* Tarefa *
Responda com base no trecho sobre os neandertais.
(a) Com que expressão John Shea descreveu a interação entre neandertais e homens modernos no Oriente Próximo?
(b) Há cerca de quantos anos outra onda de homens modernos começou a migrar da África?
(c) Que nome recebe a grande projeção na parte de trás do crânio dos neandertais?

* Trecho para leitura *
John Shea, da Universidade de Stony Brook, descreveu a interação entre neandertais e homens modernos no Oriente Próximo como um "cabo-de-guerra geográfico", com deslocamentos periódicos de ambas as populações entrando e saindo da região. Quando os homens modernos se instalaram ali há mais de 130.000 anos, os neandertais já residiam no local, e parece que estes restringiram a extensão da colonização dos recém-chegados por algum tempo. Quando outra onda de homens modernos começou a migrar da África, cerca de 50.000 anos atrás, talvez em razão do crescimento populacional frente à disponibilidade de recursos e território,nossos ancestrais se tornaram os únicos habitantes de lugares como o Ksar Aqil.

Se essa competição tivesse baseado-se apenas em força física, os neandertais teriam vencido sem qualquer esforço. Os homens modernos, entretanto, haviam desenvolvido habilidades cognitivas, físicas e culturais vantajosas, que acabaram levando à marginalização geográfica dos neandertais.

Os neandertais se diferenciavam dos homens modernos de diversas formas, dentre as quais a mais perceptível talvez seja a anatomia craniana, que apresentava uma testa inclinada, uma grande projeção na parte de trás do crânio, chamada de protuberância occipital, ossos sob as sobrancelhas pronunciados e ausência de queixo. Eram fisicamente robustos e mais corpulentos que nossos ancestrais e sua estatura relativamente baixa era mais eficiente em climas frios como os europeus.

* Dados fornecidos *

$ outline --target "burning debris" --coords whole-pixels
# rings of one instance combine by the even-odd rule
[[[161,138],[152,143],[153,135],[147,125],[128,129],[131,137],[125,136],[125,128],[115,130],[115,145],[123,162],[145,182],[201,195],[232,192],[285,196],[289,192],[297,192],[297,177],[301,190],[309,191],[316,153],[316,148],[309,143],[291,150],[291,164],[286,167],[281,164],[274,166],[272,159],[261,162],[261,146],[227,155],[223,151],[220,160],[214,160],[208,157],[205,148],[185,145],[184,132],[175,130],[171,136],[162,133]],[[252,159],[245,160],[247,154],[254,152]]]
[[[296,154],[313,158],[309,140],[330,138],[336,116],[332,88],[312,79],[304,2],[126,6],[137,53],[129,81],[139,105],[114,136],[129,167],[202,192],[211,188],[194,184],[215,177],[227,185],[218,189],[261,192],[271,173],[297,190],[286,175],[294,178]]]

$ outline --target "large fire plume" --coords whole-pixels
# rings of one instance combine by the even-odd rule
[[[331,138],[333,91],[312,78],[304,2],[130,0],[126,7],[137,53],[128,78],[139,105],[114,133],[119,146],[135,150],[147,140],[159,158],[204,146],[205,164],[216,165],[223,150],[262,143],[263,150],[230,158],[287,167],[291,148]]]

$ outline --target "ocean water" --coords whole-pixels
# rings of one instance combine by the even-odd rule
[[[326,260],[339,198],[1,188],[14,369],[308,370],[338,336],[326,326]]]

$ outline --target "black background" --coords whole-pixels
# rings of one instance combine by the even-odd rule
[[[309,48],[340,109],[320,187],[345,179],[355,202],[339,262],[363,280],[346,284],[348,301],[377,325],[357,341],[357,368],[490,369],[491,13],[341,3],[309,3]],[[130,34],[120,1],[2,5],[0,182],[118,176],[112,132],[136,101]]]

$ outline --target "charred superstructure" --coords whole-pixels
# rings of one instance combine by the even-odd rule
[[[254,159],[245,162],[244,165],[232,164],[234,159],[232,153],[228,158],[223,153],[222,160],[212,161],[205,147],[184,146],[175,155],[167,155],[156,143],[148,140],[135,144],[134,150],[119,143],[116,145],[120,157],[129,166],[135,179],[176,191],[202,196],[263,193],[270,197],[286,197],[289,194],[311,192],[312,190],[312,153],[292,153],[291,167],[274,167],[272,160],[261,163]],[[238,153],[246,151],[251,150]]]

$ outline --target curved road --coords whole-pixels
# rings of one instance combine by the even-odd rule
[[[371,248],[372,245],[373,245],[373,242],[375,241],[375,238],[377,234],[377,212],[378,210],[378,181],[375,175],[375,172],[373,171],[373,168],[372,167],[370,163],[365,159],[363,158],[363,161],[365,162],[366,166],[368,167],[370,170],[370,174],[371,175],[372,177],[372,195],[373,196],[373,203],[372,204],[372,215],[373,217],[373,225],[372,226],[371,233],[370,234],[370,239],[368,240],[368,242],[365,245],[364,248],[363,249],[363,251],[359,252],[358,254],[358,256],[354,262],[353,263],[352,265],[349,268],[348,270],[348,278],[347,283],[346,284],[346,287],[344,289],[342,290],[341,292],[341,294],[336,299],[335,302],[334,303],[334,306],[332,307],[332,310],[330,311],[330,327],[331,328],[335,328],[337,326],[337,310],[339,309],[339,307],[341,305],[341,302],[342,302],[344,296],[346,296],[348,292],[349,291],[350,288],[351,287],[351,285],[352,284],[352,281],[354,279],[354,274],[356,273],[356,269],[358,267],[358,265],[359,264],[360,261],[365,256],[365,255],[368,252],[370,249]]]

* Resolução do problema *
(a) Ele a descreveu como um "cabo-de-guerra geográfico".
(b) Foi há cerca de 50.000 anos.
(c) Ela se chama protuberância occipital.